The data.
+ + + + + + +

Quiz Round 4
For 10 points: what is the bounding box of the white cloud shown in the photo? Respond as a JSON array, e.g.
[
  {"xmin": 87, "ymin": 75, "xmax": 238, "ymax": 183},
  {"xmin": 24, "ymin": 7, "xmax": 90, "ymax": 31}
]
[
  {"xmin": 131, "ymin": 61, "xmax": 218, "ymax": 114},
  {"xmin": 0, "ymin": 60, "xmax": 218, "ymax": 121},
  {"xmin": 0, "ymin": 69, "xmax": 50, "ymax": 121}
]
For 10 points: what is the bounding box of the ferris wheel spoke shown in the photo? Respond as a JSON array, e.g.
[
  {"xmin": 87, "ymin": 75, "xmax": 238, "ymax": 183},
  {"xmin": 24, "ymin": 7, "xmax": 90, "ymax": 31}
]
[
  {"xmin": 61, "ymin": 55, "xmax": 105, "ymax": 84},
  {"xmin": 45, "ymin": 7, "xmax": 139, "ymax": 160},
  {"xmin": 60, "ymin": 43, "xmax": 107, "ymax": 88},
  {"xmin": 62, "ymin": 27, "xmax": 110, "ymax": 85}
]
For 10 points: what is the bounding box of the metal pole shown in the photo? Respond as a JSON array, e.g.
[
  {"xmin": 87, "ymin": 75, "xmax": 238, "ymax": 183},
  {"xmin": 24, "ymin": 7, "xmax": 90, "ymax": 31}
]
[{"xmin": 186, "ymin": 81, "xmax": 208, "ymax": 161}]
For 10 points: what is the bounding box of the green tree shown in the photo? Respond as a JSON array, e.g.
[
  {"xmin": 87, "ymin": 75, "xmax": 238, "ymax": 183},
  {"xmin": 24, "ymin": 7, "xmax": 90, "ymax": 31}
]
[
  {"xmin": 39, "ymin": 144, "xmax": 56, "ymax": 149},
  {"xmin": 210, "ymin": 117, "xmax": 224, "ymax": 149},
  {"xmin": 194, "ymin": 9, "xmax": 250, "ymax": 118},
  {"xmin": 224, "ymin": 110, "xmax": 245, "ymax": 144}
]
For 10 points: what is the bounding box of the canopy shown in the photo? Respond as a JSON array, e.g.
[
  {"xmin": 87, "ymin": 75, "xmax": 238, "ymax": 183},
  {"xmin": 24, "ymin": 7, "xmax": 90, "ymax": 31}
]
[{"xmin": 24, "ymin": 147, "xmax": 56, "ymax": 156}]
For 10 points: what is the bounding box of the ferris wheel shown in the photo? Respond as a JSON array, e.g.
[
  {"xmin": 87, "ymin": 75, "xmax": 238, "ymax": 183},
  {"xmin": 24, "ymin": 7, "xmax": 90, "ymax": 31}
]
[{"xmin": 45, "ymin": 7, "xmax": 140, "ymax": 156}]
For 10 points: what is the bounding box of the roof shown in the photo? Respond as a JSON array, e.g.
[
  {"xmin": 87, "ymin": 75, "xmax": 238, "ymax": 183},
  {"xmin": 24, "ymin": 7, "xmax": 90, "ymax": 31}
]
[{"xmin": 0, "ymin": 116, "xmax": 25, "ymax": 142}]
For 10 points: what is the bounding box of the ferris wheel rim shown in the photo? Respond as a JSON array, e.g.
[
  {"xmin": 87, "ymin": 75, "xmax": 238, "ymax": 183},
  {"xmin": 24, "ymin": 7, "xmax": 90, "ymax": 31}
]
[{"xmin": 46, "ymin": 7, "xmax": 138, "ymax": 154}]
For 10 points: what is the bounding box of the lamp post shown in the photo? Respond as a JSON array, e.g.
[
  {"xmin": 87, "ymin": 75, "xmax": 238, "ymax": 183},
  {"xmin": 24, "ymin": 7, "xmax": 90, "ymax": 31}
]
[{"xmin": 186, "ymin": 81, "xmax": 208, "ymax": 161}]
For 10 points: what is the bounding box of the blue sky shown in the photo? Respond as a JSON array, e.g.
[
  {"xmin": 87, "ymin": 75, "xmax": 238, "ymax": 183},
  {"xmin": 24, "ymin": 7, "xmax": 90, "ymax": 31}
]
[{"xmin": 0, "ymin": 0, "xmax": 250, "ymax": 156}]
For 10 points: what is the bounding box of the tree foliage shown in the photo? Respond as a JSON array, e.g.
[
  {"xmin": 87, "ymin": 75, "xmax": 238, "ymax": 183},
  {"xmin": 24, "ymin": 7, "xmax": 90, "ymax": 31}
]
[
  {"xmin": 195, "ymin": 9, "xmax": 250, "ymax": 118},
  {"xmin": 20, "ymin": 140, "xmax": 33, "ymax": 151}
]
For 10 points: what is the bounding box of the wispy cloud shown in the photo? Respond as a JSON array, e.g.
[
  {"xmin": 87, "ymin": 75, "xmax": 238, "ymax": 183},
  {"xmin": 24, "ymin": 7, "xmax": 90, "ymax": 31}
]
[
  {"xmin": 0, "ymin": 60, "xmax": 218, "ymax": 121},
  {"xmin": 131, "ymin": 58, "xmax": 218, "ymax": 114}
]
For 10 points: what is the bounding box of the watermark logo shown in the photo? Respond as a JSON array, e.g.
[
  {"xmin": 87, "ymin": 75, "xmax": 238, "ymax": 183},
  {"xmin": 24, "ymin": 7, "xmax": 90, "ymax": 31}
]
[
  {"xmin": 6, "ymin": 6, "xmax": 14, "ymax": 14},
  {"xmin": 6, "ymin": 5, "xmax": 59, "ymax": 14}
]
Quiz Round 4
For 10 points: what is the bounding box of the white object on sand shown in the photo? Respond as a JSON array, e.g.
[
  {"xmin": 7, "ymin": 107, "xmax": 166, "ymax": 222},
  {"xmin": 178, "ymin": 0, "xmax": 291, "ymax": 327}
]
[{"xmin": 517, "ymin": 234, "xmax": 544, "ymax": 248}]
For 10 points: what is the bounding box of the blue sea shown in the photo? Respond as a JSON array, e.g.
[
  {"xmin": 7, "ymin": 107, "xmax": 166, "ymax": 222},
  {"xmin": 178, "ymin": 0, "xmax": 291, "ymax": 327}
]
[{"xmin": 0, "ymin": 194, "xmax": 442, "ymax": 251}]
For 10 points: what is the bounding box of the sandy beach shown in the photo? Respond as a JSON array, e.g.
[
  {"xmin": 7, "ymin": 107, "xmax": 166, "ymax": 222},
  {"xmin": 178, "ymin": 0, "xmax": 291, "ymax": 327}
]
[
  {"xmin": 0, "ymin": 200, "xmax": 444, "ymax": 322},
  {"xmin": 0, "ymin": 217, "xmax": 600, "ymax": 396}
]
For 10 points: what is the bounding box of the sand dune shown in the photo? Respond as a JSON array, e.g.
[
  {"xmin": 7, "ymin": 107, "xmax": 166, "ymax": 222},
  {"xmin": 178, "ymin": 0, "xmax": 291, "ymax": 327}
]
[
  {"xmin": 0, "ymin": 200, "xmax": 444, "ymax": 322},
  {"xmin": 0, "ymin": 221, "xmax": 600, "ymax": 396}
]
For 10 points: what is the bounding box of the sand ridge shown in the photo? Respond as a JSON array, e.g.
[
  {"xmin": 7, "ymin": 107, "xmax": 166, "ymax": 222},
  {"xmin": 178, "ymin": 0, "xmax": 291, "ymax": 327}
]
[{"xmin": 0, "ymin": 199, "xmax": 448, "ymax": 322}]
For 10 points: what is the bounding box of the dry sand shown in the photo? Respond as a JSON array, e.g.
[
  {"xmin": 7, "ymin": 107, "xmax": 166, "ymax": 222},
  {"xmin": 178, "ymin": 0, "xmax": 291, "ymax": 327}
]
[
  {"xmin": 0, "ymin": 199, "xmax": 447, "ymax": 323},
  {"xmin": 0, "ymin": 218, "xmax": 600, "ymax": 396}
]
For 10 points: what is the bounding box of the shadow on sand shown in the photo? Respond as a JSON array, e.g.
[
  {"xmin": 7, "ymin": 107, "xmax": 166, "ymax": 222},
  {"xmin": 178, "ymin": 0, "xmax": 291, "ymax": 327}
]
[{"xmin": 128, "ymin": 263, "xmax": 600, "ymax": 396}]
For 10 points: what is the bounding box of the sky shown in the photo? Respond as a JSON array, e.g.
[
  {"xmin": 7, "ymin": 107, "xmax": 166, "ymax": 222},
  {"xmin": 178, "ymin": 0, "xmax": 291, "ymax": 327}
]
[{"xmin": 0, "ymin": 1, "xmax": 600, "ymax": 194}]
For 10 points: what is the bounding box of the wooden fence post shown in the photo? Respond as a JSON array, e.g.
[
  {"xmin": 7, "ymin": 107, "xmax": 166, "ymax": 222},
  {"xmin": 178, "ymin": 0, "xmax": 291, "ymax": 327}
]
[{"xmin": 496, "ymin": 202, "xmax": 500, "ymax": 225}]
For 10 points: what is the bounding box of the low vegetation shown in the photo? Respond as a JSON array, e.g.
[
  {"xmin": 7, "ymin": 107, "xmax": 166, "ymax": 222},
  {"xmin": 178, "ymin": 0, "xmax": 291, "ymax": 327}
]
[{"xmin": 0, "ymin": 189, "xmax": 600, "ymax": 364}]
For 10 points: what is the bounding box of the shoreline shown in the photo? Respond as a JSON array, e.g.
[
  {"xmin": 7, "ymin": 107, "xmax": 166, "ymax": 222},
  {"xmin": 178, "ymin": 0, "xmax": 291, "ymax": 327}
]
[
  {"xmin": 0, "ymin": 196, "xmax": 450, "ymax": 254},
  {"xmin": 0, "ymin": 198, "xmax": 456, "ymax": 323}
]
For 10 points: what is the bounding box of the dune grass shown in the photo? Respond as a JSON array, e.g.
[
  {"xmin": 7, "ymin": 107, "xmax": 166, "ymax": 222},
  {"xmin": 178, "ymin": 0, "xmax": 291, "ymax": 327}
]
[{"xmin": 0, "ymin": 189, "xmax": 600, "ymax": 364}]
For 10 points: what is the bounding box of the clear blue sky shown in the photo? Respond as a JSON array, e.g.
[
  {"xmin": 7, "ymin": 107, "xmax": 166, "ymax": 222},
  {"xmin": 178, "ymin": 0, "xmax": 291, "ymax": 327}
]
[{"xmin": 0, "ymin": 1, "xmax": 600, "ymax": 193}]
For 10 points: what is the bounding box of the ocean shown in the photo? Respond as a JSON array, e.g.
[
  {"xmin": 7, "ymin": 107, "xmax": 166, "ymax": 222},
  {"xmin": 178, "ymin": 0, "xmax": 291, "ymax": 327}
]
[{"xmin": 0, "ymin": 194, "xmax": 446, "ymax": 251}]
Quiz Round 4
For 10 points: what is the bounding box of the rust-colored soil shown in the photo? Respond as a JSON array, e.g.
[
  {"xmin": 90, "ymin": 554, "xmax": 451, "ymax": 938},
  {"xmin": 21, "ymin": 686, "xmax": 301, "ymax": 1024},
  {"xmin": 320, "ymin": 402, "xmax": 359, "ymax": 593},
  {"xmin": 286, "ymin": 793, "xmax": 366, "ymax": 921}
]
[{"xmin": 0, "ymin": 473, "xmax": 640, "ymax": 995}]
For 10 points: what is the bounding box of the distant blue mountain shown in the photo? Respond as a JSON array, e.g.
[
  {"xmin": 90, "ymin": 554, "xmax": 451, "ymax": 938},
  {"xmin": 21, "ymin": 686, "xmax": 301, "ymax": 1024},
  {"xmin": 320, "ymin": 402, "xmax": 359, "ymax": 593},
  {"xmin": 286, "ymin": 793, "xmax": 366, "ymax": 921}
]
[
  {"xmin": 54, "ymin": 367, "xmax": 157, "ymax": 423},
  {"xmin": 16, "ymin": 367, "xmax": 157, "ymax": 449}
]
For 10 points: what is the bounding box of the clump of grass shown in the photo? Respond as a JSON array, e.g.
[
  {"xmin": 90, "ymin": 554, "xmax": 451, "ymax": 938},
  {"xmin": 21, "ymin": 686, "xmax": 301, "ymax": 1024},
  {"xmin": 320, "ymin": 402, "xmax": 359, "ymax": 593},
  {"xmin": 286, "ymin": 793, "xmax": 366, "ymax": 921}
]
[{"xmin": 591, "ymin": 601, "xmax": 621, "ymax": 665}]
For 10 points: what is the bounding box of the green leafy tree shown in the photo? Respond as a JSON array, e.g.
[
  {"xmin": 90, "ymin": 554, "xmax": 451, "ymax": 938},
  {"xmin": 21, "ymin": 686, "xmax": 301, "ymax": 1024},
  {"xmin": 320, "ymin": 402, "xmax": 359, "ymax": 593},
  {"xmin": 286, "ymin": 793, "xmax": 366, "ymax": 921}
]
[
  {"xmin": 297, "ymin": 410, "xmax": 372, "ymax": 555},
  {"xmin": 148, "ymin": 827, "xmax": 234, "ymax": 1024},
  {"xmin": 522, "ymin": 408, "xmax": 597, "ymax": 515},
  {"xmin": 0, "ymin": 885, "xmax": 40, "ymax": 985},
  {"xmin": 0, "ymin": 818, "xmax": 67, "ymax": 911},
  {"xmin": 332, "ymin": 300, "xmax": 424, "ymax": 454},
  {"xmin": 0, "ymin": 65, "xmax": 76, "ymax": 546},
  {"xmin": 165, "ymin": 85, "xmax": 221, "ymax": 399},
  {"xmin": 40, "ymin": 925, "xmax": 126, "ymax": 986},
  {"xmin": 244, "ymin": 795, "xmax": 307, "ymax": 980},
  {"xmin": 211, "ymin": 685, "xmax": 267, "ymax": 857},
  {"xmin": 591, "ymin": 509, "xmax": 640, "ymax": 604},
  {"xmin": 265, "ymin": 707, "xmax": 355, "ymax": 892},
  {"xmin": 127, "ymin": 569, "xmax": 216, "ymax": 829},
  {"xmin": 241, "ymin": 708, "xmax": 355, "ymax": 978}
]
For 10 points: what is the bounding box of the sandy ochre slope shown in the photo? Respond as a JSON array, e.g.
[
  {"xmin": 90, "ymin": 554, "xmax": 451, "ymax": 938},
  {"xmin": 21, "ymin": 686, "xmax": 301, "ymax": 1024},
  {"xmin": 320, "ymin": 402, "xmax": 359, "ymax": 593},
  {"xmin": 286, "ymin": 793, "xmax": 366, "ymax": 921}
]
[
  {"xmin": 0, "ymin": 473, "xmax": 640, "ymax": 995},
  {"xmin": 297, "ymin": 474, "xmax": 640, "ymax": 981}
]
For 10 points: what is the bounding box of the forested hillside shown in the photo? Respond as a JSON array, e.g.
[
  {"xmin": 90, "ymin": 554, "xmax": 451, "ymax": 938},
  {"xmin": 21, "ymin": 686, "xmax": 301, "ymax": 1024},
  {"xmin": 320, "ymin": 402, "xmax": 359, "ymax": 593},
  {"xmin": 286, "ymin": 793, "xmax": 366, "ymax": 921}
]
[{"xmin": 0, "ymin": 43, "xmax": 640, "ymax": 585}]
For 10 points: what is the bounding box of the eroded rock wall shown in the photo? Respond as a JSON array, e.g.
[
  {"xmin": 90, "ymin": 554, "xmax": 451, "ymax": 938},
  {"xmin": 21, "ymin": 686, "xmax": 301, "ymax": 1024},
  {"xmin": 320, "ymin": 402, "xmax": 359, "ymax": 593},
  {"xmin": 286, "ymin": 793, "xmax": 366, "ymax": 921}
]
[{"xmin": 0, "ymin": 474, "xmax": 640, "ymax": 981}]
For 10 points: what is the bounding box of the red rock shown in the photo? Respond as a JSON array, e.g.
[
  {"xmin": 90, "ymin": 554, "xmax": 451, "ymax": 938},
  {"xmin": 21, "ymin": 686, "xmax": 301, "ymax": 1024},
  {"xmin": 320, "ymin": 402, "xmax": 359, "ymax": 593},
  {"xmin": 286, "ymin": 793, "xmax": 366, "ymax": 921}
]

+ + + + + + +

Exercise objective.
Copy every line from the one containing "For 10 points: what is the bounding box of the forested" through the end of the records, requests included, and offset each bounding-box coordinate in the answers by -83. Leave the numbers in the requests and their sample arrays unchanged.

Reply to the exercise.
For 10 points: what is the bounding box of the forested hillside shown in the photo? Respond as a JSON array, e.g.
[
  {"xmin": 90, "ymin": 554, "xmax": 451, "ymax": 938},
  {"xmin": 21, "ymin": 686, "xmax": 301, "ymax": 1024},
  {"xmin": 320, "ymin": 402, "xmax": 359, "ymax": 593},
  {"xmin": 286, "ymin": 793, "xmax": 366, "ymax": 921}
]
[{"xmin": -83, "ymin": -40, "xmax": 557, "ymax": 502}]
For 10 points: what is the bounding box of the eroded rock wall shown in the photo? Respond as a JSON array, e.g.
[
  {"xmin": 90, "ymin": 554, "xmax": 451, "ymax": 938},
  {"xmin": 21, "ymin": 686, "xmax": 301, "ymax": 1024},
  {"xmin": 320, "ymin": 402, "xmax": 359, "ymax": 593},
  {"xmin": 286, "ymin": 793, "xmax": 366, "ymax": 921}
]
[{"xmin": -83, "ymin": 391, "xmax": 557, "ymax": 898}]
For 10 points: what is the bounding box of the red rock shown in the photo? Respond as a JSON array, e.g.
[
  {"xmin": 90, "ymin": 554, "xmax": 451, "ymax": 938},
  {"xmin": 21, "ymin": 686, "xmax": 301, "ymax": 1024},
  {"xmin": 320, "ymin": 402, "xmax": 359, "ymax": 593},
  {"xmin": 286, "ymin": 793, "xmax": 366, "ymax": 921}
]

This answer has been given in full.